(DATA FOR THIS TASK begins)

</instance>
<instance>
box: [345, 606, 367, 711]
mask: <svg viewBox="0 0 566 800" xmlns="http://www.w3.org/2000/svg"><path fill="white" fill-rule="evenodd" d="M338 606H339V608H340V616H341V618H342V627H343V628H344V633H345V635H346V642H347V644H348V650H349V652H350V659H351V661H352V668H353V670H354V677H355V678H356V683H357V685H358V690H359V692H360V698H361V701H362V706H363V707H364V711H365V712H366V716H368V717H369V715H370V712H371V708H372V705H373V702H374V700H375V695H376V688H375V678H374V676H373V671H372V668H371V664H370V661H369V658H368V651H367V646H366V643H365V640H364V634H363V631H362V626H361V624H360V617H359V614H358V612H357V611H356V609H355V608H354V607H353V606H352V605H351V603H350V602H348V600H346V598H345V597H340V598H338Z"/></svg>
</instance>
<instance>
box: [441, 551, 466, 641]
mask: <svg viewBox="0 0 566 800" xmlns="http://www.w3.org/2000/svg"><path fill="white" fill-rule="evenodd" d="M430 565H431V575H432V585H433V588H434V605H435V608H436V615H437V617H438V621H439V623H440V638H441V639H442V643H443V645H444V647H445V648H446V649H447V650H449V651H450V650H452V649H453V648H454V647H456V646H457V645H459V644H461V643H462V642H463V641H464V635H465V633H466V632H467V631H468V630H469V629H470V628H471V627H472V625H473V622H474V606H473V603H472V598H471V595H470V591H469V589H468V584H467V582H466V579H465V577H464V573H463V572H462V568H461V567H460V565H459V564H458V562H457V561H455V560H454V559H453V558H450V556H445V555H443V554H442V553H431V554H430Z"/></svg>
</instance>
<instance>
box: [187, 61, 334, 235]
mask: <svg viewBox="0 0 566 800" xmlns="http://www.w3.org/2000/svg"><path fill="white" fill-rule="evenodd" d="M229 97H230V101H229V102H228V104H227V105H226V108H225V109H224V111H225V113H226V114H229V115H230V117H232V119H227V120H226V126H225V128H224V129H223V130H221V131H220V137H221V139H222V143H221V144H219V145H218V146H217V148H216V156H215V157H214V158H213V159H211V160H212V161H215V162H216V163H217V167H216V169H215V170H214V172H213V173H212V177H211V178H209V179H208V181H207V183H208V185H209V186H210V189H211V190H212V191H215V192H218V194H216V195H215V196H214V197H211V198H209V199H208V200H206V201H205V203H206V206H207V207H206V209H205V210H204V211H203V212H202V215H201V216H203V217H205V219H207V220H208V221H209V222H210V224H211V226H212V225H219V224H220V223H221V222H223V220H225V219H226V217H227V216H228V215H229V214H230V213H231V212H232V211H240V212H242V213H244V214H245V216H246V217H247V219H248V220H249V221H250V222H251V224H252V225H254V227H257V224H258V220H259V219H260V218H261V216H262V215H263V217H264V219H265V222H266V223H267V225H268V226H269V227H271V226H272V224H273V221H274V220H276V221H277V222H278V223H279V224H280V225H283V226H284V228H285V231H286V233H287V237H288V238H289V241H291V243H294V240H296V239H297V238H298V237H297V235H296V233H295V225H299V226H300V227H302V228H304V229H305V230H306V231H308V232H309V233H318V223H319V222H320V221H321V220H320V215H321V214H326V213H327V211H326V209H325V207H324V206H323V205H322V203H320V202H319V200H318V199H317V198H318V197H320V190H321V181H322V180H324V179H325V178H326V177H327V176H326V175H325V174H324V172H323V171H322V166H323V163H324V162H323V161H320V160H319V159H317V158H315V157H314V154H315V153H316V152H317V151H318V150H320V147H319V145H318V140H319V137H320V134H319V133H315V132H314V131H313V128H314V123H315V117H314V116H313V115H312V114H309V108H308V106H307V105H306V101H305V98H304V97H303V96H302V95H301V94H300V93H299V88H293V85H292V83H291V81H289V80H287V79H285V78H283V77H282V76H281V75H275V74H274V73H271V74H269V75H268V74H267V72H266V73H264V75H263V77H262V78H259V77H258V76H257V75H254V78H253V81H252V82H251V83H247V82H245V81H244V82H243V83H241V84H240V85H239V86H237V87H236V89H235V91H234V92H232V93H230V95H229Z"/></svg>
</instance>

(DATA FOR THIS TASK ends)

• [DIRECTIVE]
Could you render all of the data above as a JSON list of strings, with one string for each line and any blank lines left out?

• [EXPECTED OUTPUT]
[
  "</instance>",
  "<instance>",
  "box: [345, 606, 367, 711]",
  "mask: <svg viewBox=\"0 0 566 800\" xmlns=\"http://www.w3.org/2000/svg\"><path fill=\"white\" fill-rule=\"evenodd\" d=\"M338 606H339V608H340V616H341V618H342V627H343V628H344V633H345V635H346V642H347V644H348V650H349V652H350V659H351V661H352V668H353V670H354V677H355V678H356V683H357V685H358V690H359V692H360V698H361V701H362V706H363V707H364V711H365V712H366V716H368V717H369V715H370V712H371V708H372V705H373V702H374V700H375V695H376V688H375V678H374V676H373V671H372V668H371V664H370V661H369V658H368V651H367V646H366V643H365V640H364V634H363V631H362V626H361V624H360V617H359V614H358V612H357V611H356V609H355V608H354V607H353V606H352V605H351V603H350V602H348V600H346V598H345V597H340V598H338Z\"/></svg>",
  "</instance>",
  "<instance>",
  "box: [441, 551, 466, 641]",
  "mask: <svg viewBox=\"0 0 566 800\" xmlns=\"http://www.w3.org/2000/svg\"><path fill=\"white\" fill-rule=\"evenodd\" d=\"M430 565H431V575H432V585H433V588H434V605H435V608H436V615H437V617H438V621H439V623H440V638H441V639H442V643H443V645H444V647H445V648H446V649H447V650H449V651H450V650H452V649H453V648H454V647H456V646H457V645H459V644H461V643H462V642H463V641H464V635H465V633H466V632H467V631H468V630H469V629H470V628H471V627H472V625H473V622H474V606H473V603H472V598H471V595H470V591H469V589H468V584H467V582H466V579H465V577H464V573H463V572H462V568H461V567H460V565H459V564H458V562H457V561H455V560H454V559H453V558H450V556H445V555H443V554H442V553H431V554H430Z\"/></svg>",
  "</instance>",
  "<instance>",
  "box: [187, 61, 334, 235]",
  "mask: <svg viewBox=\"0 0 566 800\" xmlns=\"http://www.w3.org/2000/svg\"><path fill=\"white\" fill-rule=\"evenodd\" d=\"M229 97H230V101H229V102H228V104H227V105H226V108H225V109H224V111H225V113H226V114H229V115H230V117H232V119H227V120H226V126H225V128H224V129H223V130H221V131H220V137H221V139H222V143H221V144H219V145H218V146H217V148H216V156H215V157H214V158H213V159H211V160H212V161H215V162H216V163H217V167H216V169H215V170H214V172H213V173H212V177H211V178H209V179H208V181H207V183H208V185H209V186H210V189H211V190H212V191H215V192H218V194H216V195H215V196H214V197H211V198H209V199H208V200H206V201H205V203H206V206H207V207H206V209H205V210H204V211H203V212H202V215H201V216H203V217H205V219H207V220H208V221H209V222H210V224H211V226H212V225H219V224H220V223H221V222H223V220H225V219H226V217H227V216H228V215H229V214H230V213H231V212H232V211H240V212H242V213H244V214H245V216H246V217H247V219H248V220H249V221H250V222H251V224H252V225H254V227H257V224H258V220H259V219H260V218H261V216H262V215H263V217H264V219H265V222H266V223H267V225H268V226H269V227H271V226H272V224H273V221H274V220H276V221H277V222H278V223H279V224H280V225H283V226H284V228H285V231H286V233H287V237H288V238H289V241H291V243H294V240H296V239H297V238H298V237H297V235H296V233H295V225H299V226H300V227H302V228H304V229H305V230H306V231H308V232H309V233H318V223H319V222H320V221H321V220H320V215H321V214H326V213H327V211H326V209H325V207H324V206H323V205H322V203H320V202H319V200H318V199H317V198H318V197H320V190H321V181H322V180H324V179H325V178H326V177H327V176H326V175H325V174H324V172H323V171H322V166H323V163H324V162H323V161H320V160H319V159H317V158H315V157H314V154H315V153H316V152H317V151H318V150H320V147H319V145H318V140H319V137H320V134H319V133H315V132H314V131H313V128H314V123H315V117H314V116H313V115H312V114H309V108H308V106H307V105H306V101H305V98H304V97H303V96H302V95H301V94H300V93H299V88H293V85H292V83H291V81H289V80H287V79H285V78H283V77H282V76H281V75H275V74H274V73H271V74H269V75H268V74H267V72H266V73H264V75H263V77H262V78H259V77H258V76H257V75H254V78H253V81H252V82H251V83H247V82H245V81H244V82H243V83H241V84H240V85H239V86H237V87H236V89H235V91H234V92H232V93H230V95H229Z\"/></svg>",
  "</instance>"
]